Extrait choisi:
*-*-*
Jamais ils ne pourront supporter un aussi interminable voyage. Aussi
expédie-t-on d'abord une avant-garde d'invalides placés
sous les ordres de quelques officiers, eux-mêmes blessés.
« On y joignit des soldats amputés, nous dit
Caulaincourt, et les cadres de sous-officiers, pris dans tous les
régiments et destinés aux nouveaux corps qu'on
organisait en France. Chacun dut fournir des chevaux et des voitures.
L'Empereur donna l'exemple ; l'administration des ambulances
n'existant plus à l'armée que sur le papier, M. le
lieutenant général de Nansouty, blessé lui-même,
eut le commandement de ce convoi qui passa le Niémen avant que
le froid devint vigoureux et arriva heureusement en France. »

    Les attelages
manquent à l'artillerie, désormais trop nombreuse pour
une armée réduite à cent mille hommes, mais
l'Empereur s'irrite lorsqu'on lui propose de laisser une partie des
canons dans Moscou.

    – Non,
l'ennemi s'en ferait un trophée ! Tout marchera avec moi !
*-*-*
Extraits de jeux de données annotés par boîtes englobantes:
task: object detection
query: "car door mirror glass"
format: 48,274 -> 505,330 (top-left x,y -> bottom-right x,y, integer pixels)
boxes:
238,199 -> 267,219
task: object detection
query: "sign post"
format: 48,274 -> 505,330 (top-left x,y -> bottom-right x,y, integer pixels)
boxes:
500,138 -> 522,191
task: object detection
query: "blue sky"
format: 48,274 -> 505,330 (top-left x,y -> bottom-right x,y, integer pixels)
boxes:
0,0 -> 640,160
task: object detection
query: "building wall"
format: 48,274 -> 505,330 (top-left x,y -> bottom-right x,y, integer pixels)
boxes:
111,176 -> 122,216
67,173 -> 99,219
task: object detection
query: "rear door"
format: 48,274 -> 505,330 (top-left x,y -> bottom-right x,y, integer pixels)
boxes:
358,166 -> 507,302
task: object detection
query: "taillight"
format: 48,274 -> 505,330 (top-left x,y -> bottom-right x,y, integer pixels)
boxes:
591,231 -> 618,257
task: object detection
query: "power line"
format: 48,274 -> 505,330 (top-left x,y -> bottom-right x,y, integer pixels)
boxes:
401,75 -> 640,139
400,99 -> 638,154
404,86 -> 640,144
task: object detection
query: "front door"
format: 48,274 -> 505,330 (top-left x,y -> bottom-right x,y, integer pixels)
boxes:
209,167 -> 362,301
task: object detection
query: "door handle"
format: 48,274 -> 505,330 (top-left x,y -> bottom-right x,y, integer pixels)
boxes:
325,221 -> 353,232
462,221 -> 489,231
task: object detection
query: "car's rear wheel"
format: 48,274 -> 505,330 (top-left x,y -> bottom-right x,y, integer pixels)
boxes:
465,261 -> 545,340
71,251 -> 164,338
*-*-*
Consignes:
A - Reprenez le passage sur la retraite de Moscou en commençant par « L'Empereur donna l'exemple » et en allant jusqu'à « marchera avec moi ! », puis remplacez-y « convoi » par « détachement ».
B - Poursuivez le passage sur la retraite de Moscou à partir de l'endroit où il s'arrête.

Corrigé de l'exercice:
A -
L'Empereur donna l'exemple ; l'administration des ambulances
n'existant plus à l'armée que sur le papier, M. le
lieutenant général de Nansouty, blessé lui-même,
eut le commandement de ce détachement qui passa le Niémen avant que
le froid devint vigoureux et arriva heureusement en France. »

    Les attelages
manquent à l'artillerie, désormais trop nombreuse pour
une armée réduite à cent mille hommes, mais
l'Empereur s'irrite lorsqu'on lui propose de laisser une partie des
canons dans Moscou.

    – Non,
l'ennemi s'en ferait un trophée ! Tout marchera avec moi !

B -
    Avec inconscience
– à moins qu'il ne veille toujours nier l'évidence
– il ordonne, comme s'il se trouvait aux Tuileries, l'achat de
vingt mille chevaux ! Il demande également « que
les corps se confectionnassent et se munissent pour quinze jours de
biscuit, comme si l'on avait eu des moyens de transport »,
et il exige que la cavalerie s'approvisionne en fourrages « pour
deux mois ». Alors que depuis quelques jours, les
détachements envoyés fourrager pour la nourriture d'une
journée reviennent bredouilles !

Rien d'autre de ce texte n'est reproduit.